Please write out exactly the lines of the data below from the line holding "of the submerged" through the line holding "the black trousers.", and leave out the rest.

# [DATA FOR THIS EXERCISE]
▼▼▼
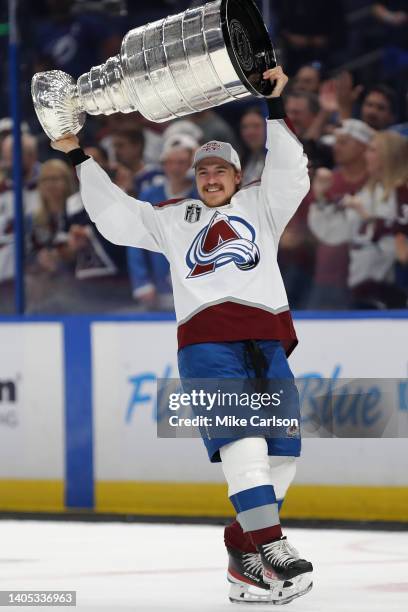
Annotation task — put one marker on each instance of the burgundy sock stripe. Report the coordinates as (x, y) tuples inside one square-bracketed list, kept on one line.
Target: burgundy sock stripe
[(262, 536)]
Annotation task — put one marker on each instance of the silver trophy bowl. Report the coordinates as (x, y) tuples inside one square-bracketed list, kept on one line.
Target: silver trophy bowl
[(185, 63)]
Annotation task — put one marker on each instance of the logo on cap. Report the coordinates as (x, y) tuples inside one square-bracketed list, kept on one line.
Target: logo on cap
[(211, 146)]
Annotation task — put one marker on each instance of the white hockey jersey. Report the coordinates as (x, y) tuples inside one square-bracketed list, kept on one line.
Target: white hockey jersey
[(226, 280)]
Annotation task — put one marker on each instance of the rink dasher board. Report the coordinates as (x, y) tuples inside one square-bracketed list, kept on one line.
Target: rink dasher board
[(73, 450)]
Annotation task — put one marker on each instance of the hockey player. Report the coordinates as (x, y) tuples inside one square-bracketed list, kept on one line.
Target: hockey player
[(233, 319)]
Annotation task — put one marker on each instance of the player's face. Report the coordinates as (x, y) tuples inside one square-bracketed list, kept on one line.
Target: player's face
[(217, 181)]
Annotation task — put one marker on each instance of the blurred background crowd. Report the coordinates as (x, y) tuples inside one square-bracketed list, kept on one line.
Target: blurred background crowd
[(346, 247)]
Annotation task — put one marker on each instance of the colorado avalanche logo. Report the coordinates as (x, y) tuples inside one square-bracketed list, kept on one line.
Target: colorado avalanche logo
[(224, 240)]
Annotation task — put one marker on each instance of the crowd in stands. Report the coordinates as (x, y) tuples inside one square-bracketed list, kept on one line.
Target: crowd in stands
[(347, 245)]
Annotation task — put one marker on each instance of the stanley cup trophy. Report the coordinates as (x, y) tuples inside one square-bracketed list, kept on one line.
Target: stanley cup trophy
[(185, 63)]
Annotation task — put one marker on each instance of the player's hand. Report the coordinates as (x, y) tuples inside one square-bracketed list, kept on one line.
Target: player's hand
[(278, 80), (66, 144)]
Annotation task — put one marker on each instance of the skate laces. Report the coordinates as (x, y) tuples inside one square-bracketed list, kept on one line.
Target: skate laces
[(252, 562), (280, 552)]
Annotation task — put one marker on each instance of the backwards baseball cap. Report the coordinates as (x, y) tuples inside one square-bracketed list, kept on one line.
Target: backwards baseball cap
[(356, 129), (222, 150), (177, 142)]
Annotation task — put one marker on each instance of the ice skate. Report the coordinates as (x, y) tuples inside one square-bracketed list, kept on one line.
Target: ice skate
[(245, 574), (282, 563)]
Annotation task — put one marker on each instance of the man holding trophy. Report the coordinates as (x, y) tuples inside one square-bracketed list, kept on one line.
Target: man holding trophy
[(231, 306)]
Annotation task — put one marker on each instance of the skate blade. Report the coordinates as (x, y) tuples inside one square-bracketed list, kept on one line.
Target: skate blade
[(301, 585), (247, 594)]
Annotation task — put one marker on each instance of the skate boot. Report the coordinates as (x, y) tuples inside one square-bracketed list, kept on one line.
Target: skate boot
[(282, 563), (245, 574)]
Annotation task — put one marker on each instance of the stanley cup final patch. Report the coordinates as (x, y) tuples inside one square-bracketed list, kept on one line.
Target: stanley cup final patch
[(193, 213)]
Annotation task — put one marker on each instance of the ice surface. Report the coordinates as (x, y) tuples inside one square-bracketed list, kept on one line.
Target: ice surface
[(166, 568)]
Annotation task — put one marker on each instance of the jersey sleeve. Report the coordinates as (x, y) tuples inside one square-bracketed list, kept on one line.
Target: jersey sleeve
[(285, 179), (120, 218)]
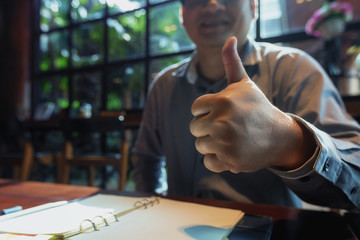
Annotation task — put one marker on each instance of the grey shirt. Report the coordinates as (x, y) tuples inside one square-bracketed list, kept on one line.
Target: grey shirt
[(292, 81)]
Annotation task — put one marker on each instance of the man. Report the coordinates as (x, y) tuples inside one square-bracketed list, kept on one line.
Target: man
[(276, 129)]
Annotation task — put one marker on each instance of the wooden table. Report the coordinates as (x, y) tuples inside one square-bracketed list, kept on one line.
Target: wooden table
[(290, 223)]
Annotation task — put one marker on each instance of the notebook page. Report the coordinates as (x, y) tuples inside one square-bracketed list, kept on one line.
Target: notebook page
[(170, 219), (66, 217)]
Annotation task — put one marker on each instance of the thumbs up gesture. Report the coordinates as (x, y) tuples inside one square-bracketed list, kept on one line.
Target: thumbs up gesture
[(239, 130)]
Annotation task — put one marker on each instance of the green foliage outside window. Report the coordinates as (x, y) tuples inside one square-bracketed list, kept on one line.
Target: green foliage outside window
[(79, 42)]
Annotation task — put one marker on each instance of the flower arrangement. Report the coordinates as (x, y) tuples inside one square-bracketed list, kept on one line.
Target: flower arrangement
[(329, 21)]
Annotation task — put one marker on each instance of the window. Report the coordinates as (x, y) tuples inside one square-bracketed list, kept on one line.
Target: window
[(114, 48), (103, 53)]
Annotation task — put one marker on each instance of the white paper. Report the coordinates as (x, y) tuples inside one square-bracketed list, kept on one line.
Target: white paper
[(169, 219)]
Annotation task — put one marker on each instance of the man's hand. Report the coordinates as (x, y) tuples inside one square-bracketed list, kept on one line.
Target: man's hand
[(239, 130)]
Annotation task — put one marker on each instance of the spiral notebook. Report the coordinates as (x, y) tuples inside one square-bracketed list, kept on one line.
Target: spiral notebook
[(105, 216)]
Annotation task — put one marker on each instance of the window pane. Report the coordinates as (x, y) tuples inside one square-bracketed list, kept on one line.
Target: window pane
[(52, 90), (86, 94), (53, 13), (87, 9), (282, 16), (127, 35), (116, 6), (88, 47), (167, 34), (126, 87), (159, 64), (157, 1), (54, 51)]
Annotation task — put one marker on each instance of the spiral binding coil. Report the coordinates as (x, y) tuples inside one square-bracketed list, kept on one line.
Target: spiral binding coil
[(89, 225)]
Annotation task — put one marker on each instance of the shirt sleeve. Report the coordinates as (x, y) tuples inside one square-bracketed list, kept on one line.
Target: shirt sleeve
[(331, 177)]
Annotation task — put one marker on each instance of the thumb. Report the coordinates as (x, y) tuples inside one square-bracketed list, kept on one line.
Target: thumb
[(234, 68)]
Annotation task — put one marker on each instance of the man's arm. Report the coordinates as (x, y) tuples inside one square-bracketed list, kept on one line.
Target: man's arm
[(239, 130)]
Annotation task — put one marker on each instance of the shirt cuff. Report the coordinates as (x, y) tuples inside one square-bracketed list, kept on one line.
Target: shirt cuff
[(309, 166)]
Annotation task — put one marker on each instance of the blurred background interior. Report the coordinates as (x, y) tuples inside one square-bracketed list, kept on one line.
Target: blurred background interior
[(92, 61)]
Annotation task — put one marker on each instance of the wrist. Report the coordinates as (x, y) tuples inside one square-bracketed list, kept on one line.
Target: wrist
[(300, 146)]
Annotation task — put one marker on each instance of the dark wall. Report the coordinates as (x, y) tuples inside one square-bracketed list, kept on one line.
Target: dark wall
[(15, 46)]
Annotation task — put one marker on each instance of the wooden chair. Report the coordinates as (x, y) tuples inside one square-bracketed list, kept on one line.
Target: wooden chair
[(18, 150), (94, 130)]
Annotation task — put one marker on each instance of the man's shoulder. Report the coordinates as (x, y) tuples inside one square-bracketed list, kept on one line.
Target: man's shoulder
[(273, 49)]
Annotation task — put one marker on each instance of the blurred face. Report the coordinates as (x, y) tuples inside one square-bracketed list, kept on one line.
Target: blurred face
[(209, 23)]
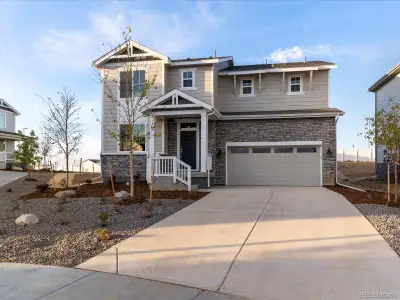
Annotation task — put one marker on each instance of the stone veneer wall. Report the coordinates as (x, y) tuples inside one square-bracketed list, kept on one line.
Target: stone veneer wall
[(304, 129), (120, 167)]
▲▲▲
▼▼▼
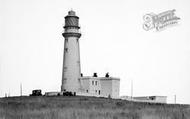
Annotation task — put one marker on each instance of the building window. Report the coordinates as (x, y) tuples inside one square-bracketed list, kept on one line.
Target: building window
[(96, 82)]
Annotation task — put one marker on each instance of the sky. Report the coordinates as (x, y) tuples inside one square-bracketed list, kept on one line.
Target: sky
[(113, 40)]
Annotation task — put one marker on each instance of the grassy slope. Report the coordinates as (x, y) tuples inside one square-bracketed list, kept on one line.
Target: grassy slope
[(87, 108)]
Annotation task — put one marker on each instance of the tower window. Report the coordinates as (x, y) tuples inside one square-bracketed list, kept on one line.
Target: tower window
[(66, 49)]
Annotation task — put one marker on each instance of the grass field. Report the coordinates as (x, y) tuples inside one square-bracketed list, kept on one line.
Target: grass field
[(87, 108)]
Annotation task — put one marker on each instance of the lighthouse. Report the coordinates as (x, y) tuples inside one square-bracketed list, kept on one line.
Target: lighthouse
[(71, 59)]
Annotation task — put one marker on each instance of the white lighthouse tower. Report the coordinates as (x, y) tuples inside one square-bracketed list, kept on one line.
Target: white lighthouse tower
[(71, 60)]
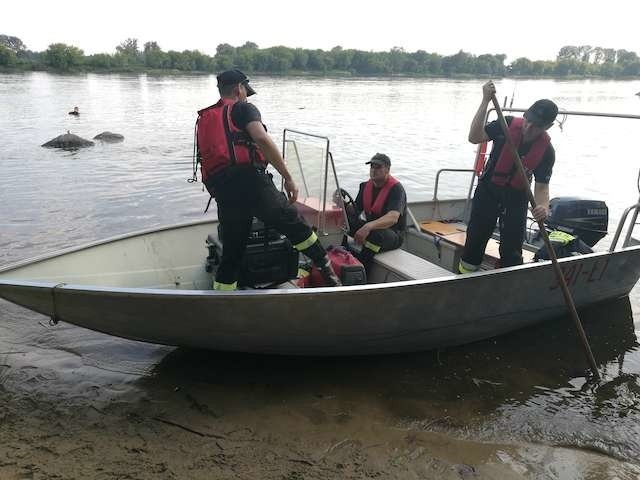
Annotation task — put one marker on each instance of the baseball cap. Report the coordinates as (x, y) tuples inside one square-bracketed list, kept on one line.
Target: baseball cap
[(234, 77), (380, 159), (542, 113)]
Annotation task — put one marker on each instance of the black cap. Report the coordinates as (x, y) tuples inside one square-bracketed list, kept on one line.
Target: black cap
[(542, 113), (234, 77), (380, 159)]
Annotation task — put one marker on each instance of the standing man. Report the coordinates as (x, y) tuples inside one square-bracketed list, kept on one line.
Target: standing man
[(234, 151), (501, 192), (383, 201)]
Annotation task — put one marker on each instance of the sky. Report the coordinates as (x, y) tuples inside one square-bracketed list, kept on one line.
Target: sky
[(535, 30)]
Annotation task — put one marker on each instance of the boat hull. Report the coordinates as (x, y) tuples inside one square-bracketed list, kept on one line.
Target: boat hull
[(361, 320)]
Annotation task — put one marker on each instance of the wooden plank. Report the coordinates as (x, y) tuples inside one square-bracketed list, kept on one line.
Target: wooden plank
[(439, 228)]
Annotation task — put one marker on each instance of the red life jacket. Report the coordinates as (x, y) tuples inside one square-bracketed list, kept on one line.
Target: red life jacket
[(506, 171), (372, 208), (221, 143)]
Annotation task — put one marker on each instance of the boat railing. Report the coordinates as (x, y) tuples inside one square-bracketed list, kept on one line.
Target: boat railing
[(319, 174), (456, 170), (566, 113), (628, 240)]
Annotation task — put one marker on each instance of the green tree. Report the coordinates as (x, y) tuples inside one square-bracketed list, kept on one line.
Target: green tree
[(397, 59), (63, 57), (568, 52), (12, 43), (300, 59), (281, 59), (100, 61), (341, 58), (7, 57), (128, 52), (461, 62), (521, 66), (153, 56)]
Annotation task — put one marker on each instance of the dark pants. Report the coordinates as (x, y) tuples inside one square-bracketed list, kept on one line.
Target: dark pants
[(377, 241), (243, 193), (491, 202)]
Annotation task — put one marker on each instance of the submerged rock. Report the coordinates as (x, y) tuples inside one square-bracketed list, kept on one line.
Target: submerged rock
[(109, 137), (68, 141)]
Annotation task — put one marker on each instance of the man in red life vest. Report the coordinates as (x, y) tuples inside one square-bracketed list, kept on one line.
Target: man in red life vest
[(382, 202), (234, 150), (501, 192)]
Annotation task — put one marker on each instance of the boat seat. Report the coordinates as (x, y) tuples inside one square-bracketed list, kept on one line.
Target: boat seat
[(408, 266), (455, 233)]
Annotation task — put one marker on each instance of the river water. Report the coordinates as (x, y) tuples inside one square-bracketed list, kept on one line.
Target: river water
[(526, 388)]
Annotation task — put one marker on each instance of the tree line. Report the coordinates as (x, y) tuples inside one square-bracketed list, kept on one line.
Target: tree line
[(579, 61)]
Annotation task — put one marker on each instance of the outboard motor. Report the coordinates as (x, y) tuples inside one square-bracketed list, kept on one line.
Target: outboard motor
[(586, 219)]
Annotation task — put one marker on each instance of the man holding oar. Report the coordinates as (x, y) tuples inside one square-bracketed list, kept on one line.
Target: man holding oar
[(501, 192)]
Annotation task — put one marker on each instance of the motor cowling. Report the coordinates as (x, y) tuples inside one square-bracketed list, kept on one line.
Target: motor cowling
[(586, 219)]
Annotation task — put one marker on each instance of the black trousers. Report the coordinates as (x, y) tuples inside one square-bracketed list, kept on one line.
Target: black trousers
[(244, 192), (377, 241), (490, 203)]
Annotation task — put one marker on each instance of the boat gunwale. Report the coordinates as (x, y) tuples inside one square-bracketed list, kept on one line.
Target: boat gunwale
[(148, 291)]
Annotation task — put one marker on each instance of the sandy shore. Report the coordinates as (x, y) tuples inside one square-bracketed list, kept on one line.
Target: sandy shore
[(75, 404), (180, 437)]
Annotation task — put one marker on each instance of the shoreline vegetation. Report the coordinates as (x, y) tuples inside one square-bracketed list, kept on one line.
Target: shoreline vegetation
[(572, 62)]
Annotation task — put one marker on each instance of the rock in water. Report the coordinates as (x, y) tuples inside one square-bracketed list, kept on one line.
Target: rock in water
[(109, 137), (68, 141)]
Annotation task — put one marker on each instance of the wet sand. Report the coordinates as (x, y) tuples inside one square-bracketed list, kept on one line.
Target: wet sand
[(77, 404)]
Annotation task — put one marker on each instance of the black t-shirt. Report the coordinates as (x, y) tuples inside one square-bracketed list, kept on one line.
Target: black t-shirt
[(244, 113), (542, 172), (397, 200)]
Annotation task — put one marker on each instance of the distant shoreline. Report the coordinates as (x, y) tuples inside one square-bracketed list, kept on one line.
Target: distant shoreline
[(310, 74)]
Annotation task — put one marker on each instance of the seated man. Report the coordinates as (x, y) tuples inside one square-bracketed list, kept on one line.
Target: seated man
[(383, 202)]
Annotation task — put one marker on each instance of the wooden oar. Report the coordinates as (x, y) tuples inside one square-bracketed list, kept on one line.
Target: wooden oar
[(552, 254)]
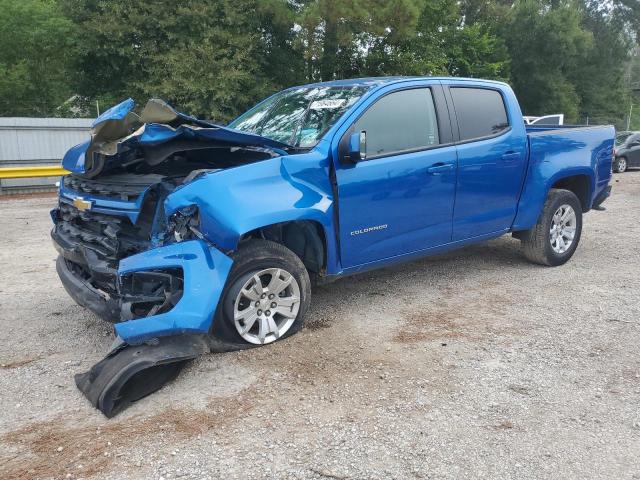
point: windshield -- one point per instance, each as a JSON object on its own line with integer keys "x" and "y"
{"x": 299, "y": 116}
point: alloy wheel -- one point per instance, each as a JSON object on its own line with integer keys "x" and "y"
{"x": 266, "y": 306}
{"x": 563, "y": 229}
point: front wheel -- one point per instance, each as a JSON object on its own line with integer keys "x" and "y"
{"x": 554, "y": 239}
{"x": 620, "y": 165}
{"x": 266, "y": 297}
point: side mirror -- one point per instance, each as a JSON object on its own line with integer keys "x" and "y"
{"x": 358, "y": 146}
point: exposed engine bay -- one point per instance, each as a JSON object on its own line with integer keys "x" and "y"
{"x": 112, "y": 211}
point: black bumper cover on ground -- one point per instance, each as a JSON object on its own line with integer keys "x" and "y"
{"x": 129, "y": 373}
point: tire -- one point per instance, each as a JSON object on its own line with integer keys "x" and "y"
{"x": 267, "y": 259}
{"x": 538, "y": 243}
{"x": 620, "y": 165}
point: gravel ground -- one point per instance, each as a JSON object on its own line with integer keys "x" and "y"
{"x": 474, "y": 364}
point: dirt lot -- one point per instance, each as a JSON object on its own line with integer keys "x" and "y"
▲▲▲
# [EXERCISE SOLUTION]
Annotation task — put one marker on each instance of the submerged rock. Report the coordinates as (x, y) tuples inside one square-bracketed list, kept on one line.
Target: submerged rock
[(109, 137), (68, 141)]
Annotation task — put one marker on each instance of the man in red life vest. Report the coordinates as (x, y) tuples inside one square-bracketed list, kept on one line.
Target: man in red life vest
[(382, 202), (234, 150), (501, 192)]
Annotation task — put one marker on each instance of the boat seat. Report the coordinates as (x, y) tuples inside one square-bracketed list, kept on one line.
Target: boat seat
[(408, 266), (455, 233)]
Annotation task — put one marker on each instance of the river water. Report the coordinates as (x, y) tuples inside one square-bracketed list, kept on one line.
Target: river water
[(526, 388)]
Annotation task — put one marker on each instance of the tree line. Report the coordinates as (x, y) tuples inside one square-bracketed list, kept on one line.
Target: tree line
[(579, 61)]
Annotation task — put one marker on each instance of the outboard motor. Report the coordinates as (x, y) tuples inside one square-bracketed list, kept on one line.
Target: outboard motor
[(586, 219)]
Annotation task — put one marker on each instance of the man holding oar. Report the coordinates as (x, y) tuples inside one square-bracketed list, kept on one line.
Target: man holding oar
[(501, 192)]
Annotation task — put one marker on each instance of the motor cowling. Report the coordinates as (x, y) tuples inside one square-bracketed list, kept on one line.
Target: motor cowling
[(586, 219)]
Annotation task — put one marker on each instance of the black trousers. Report the coordinates as (x, y) tuples inside one square-bracketed list, kept on one line.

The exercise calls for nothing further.